Requirements
All of the records listed below should be retyped exactly.

»»

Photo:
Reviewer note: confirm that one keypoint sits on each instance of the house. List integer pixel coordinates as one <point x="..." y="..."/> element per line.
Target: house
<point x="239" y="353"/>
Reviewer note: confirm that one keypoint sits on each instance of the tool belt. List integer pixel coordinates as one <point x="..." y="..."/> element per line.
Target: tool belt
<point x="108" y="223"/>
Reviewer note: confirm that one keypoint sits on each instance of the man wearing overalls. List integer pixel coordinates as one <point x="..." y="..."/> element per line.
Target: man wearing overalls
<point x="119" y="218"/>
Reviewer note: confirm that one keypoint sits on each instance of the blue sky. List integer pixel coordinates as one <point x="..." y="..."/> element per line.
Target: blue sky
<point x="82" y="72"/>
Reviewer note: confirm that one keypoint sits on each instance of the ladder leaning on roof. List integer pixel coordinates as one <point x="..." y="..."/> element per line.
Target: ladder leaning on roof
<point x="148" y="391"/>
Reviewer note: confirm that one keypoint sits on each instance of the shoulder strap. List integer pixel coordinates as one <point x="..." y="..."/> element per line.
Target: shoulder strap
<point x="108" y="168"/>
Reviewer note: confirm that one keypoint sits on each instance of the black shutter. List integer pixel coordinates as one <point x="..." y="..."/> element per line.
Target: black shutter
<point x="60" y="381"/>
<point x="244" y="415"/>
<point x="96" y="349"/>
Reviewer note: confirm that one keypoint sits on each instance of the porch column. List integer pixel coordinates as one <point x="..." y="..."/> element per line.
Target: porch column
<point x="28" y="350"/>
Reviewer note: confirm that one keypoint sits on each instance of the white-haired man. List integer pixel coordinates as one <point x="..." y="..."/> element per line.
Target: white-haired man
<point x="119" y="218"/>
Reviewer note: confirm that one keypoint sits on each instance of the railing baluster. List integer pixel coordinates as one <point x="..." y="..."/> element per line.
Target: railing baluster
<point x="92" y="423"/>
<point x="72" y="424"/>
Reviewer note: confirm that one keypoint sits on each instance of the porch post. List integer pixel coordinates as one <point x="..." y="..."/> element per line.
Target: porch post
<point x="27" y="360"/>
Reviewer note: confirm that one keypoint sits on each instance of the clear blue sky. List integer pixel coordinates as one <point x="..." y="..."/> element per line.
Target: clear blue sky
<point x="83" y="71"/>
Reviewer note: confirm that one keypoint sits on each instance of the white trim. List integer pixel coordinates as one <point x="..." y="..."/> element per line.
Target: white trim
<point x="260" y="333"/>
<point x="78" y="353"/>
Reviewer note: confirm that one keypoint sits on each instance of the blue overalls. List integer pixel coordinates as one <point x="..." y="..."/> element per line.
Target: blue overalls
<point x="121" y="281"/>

««

Solution to the problem
Photo:
Reviewer note: confirm that one keypoint sits on each instance of the house. List integer pixel coordinates as one <point x="..." y="..."/> element per line.
Target: house
<point x="239" y="353"/>
Reviewer note: confirm that one keypoint sits on each instance of the tool belt. List integer pixel coordinates as one <point x="..." y="..."/> element per line.
Target: tool belt
<point x="108" y="223"/>
Reviewer note: confirm that one keypoint sits on each instance of the man wearing overalls. List integer pixel coordinates as one <point x="..." y="..."/> element per line.
Target: man wearing overalls
<point x="119" y="218"/>
Reviewer note: confirm that one keypoint sits on each instance of the blue sky. List integer pixel coordinates as one <point x="..." y="..."/> element per line.
Target: blue sky
<point x="82" y="72"/>
Reviewer note: confirm that one keypoint sits on each instance of the ladder leaning on roof. List integer pixel coordinates as one <point x="..." y="..."/> element per line.
Target: ladder leaning on roof
<point x="148" y="391"/>
Reviewer note: confirm that one keypoint sits on each instance of the shoulder strap. List integer pixel coordinates as one <point x="..." y="..."/> element per line.
Target: shoulder strap
<point x="108" y="168"/>
Reviewer note: confirm that one keypoint sits on each instance of the black shutter. List integer pixel coordinates as one <point x="..." y="..."/> element per line.
Target: black shutter
<point x="60" y="381"/>
<point x="244" y="415"/>
<point x="96" y="349"/>
Reviewer note: confirm that one keypoint sits on each instance of the porch column. List integer pixel coordinates as one <point x="..." y="..."/> element per line.
Target: porch column
<point x="28" y="350"/>
Reviewer note: confirm that one keypoint sits on each instance of the white-haired man. List integer pixel coordinates as one <point x="..." y="..."/> element per line.
Target: white-haired man
<point x="119" y="218"/>
Reviewer note: confirm that one keypoint sits on each instance of the railing baluster. List integer pixel coordinates as one <point x="..." y="..."/> element per line.
Target: railing baluster
<point x="92" y="423"/>
<point x="72" y="424"/>
Reviewer note: confirm that one keypoint sits on each instance of the porch post. List integer pixel coordinates as one <point x="..." y="..."/> element per line.
Target: porch post
<point x="27" y="360"/>
Reviewer note: confirm that one keypoint sits on each instance of the clear blue sky. List integer pixel coordinates as one <point x="..." y="..."/> element per line.
Target: clear blue sky
<point x="83" y="71"/>
Reviewer note: confirm that one keypoint sits on each instance of the white trim. List integer pixel coordinates as one <point x="..." y="..."/> element per line.
Target: white trim
<point x="260" y="333"/>
<point x="78" y="353"/>
Reviewer note: confirm that one keypoint sits on each instance of the blue overalls. List integer pixel coordinates as one <point x="..." y="..."/> element per line.
Target: blue overalls
<point x="121" y="281"/>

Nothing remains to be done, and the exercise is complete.